Source passage
● ● ● ● ●

That’s the spirit behind our list of the 21st century’s 250 greatest songs so far. Like our list of the century’s greatest albums, it’s a wide-ranging mix of different styles, different beats, different voices. Some of these songs are universally beloved hits; others are influential cult classics. But this list sets out to capture the full chaotic glory of 21st-century music, one song at a time.

These tunes come from all over the map. In our Top Ten alone, we go from Stockholm to Compton, from Nashville’s Music Row to New York’s sleazy punk-rock bars. These songs range from Seoul to Spain to San Juan, from Vegas to Veracruz to Versailles, from Nigeria to Mexico to Colombia. There’s reggaeton and K-pop and drill and crunk, country and Afrobeats and emo and sirrieño. But the criterion for this list isn’t popularity or airplay — strictly musical brilliance and originality. Wherever these songs come from, they remind you that we’re living in a time of wide-open possibilities and nonstop innovation. Some of the most famous megastars of our moment — Beyoncé, Taylor Swift, Kendrick Lamar — are also the most adventurous.

● ● ● ● ●

Set exercise A
Format the part of the listing below that opens with the line containing "Outline every tree line." and closes with the line containing "384,165,412,185" as a JSON list of strings, one string per line, with blank lines omitted.

● ● ● ● ●

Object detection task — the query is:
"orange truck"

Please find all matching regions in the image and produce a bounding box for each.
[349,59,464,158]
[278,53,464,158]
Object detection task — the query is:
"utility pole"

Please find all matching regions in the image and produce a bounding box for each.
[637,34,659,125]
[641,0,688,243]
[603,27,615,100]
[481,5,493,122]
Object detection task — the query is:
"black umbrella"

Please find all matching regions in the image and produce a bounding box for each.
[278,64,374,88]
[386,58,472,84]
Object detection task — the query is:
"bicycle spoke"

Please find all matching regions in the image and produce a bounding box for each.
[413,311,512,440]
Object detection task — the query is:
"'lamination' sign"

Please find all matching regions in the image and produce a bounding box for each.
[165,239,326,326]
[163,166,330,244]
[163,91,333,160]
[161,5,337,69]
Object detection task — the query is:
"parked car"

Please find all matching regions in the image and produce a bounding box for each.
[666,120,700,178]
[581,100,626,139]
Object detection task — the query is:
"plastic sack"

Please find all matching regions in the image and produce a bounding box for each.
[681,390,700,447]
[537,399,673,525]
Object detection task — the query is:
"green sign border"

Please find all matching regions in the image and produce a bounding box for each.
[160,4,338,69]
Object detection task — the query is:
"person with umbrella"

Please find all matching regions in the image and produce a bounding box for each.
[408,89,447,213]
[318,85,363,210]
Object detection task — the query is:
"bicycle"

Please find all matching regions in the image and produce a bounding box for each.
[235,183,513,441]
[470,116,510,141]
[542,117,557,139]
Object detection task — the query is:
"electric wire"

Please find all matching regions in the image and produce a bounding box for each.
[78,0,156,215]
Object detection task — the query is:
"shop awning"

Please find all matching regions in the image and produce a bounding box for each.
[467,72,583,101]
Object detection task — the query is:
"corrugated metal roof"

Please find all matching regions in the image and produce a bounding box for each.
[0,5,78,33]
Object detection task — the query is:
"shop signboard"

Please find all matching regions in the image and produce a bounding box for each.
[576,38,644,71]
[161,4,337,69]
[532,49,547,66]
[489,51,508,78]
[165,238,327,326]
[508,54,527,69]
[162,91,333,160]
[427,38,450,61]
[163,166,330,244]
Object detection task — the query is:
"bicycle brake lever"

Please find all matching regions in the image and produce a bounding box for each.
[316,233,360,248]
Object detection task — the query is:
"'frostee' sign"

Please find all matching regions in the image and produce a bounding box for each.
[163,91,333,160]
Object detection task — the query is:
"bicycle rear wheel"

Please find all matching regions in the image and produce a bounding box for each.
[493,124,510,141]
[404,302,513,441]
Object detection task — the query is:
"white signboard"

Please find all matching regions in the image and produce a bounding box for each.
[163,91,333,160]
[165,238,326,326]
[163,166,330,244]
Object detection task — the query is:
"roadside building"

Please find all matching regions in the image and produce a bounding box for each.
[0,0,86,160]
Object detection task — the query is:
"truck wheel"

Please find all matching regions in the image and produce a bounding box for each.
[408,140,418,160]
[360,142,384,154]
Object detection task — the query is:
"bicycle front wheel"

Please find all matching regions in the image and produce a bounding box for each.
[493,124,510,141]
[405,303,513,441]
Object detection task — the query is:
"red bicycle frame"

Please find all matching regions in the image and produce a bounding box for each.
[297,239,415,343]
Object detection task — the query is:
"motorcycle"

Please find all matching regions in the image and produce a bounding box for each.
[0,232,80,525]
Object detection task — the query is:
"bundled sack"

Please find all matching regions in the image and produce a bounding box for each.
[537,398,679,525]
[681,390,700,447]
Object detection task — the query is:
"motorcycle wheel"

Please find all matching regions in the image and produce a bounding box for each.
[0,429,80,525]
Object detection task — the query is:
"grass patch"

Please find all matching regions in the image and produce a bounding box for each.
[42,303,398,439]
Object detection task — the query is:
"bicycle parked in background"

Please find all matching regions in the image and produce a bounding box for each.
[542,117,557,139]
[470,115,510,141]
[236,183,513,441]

● ● ● ● ●

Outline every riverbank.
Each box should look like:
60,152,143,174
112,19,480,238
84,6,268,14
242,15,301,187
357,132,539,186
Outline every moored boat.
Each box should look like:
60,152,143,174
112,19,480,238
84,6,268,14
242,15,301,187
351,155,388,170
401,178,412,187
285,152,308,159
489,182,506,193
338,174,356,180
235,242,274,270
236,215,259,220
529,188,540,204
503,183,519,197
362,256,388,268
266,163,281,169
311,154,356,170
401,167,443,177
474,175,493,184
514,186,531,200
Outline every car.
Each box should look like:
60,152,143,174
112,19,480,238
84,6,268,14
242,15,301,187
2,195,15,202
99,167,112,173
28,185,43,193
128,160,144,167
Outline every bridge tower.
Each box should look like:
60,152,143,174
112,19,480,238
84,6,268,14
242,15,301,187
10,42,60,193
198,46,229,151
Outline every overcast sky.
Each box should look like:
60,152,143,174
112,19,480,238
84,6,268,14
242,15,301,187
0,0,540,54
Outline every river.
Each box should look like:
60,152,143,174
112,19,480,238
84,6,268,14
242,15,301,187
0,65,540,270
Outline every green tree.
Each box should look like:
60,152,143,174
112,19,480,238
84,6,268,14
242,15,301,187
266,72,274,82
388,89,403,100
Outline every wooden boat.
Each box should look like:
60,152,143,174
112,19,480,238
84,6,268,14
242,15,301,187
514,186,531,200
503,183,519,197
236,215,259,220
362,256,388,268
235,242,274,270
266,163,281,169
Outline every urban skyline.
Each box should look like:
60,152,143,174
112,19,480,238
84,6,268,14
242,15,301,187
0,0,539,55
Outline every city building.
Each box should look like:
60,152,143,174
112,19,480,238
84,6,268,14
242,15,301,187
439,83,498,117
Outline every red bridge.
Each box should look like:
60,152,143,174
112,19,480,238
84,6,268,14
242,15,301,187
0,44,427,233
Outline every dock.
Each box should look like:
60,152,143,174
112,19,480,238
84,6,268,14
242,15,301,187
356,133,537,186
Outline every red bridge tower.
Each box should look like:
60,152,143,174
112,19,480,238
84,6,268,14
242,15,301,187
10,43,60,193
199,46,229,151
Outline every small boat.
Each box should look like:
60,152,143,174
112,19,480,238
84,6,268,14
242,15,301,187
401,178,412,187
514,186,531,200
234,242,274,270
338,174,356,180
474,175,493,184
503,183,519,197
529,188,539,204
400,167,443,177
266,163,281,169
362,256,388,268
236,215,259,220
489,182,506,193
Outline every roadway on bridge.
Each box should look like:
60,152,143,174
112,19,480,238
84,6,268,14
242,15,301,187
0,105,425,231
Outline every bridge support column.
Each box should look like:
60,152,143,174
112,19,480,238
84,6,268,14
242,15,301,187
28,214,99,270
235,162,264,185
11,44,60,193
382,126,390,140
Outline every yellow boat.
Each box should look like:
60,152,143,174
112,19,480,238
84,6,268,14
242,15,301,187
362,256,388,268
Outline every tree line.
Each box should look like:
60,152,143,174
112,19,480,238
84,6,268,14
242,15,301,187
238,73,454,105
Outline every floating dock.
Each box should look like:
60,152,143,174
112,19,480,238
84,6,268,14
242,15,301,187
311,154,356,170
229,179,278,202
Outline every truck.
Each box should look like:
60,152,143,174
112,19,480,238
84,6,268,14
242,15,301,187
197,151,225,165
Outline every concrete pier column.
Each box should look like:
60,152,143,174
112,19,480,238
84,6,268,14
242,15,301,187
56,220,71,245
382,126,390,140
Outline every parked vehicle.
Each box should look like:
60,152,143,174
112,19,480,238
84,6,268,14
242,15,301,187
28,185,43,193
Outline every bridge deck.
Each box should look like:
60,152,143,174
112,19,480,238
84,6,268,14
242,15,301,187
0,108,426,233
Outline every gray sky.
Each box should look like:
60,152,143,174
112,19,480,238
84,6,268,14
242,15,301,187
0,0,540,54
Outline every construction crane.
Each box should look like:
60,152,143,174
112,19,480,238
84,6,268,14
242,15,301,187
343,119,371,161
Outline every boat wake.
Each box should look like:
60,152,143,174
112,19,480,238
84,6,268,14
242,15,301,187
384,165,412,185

● ● ● ● ●

Set exercise B
Pick up the passage on the 21st century's greatest songs after its last sentence and continue it.

Task answer A
[
  "Outline every tree line.",
  "Each box should look like:",
  "60,152,143,174",
  "112,19,480,238",
  "84,6,268,14",
  "242,15,301,187",
  "238,73,454,105",
  "Outline every floating dock.",
  "Each box should look like:",
  "60,152,143,174",
  "112,19,480,238",
  "84,6,268,14",
  "242,15,301,187",
  "311,154,356,170",
  "229,179,278,202",
  "Outline every truck.",
  "Each box should look like:",
  "60,152,143,174",
  "112,19,480,238",
  "84,6,268,14",
  "242,15,301,187",
  "197,151,225,165",
  "Outline every concrete pier column.",
  "Each box should look like:",
  "60,152,143,174",
  "112,19,480,238",
  "84,6,268,14",
  "242,15,301,187",
  "56,220,71,245",
  "382,126,390,140",
  "Outline every parked vehicle.",
  "Each box should look like:",
  "60,152,143,174",
  "112,19,480,238",
  "84,6,268,14",
  "242,15,301,187",
  "28,185,43,193",
  "Outline every bridge deck.",
  "Each box should look like:",
  "60,152,143,174",
  "112,19,480,238",
  "84,6,268,14",
  "242,15,301,187",
  "0,108,426,233",
  "Outline every gray sky.",
  "Each box should look like:",
  "60,152,143,174",
  "112,19,480,238",
  "84,6,268,14",
  "242,15,301,187",
  "0,0,540,54",
  "Outline every construction crane.",
  "Each box should look like:",
  "60,152,143,174",
  "112,19,480,238",
  "84,6,268,14",
  "242,15,301,187",
  "343,119,371,161",
  "Outline every boat wake.",
  "Each box should look like:",
  "60,152,143,174",
  "112,19,480,238",
  "84,6,268,14",
  "242,15,301,187",
  "384,165,412,185"
]

Task answer B
Some of these songs come from legendary artists who managed to stay vital across the decades, like David Bowie, Mary J. Blige, Madonna, or Bob Dylan. Others come from teenage dirtbags. We have “Anthems for a 17-Year-Old Girl”; we also have “Drivers License,” an anthem from a 17-year-old girl. We have the ancient country grit of Johnny Cash, who signed off the year Olivia Rodrigo was born. We’ve got one-hit wonders, plus entire genres that came and went overnight. (Take a bow, Christian nu metal.) There’s tortured poetry and raw confessions. There’s also the one that goes, “Baby, you a song.”

We had plenty of arguments while putting this list together — and we enjoyed every minute. It’s a list of songs, not artists, so we mostly avoided repeating multiple tunes by the same performer. But some musical masterminds just had too many classics to deny. (If the universe wants to give Lorde both “Ribs” and “Green Light” in the same career, you can’t tell it not to.) Every fan would compile a different list — that’s the point. But this list sums up an era when there are no rules to follow, no playbooks to obey. Nobody made this list by playing it safe. Read on, turn up the music, explore — and get ur freak on.

You can listen to the whole list here, and to hear an in-depth interview with Missy Elliott about the making of our top pick, 2001’s “Get Ur Freak On,” go here for the podcast provider of your choice, listen on Apple Podcasts or Spotify, or just press play above.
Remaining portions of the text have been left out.